(Beginning of RECORDS SHOWN)
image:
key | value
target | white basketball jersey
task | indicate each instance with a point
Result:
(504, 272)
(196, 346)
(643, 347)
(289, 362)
(End of RECORDS SHOWN)
Would you reproduce every record above exactly as it appears?

image:
key | value
target | white basketball jersey
task | indicate each instance with a point
Result:
(504, 272)
(196, 346)
(643, 347)
(289, 362)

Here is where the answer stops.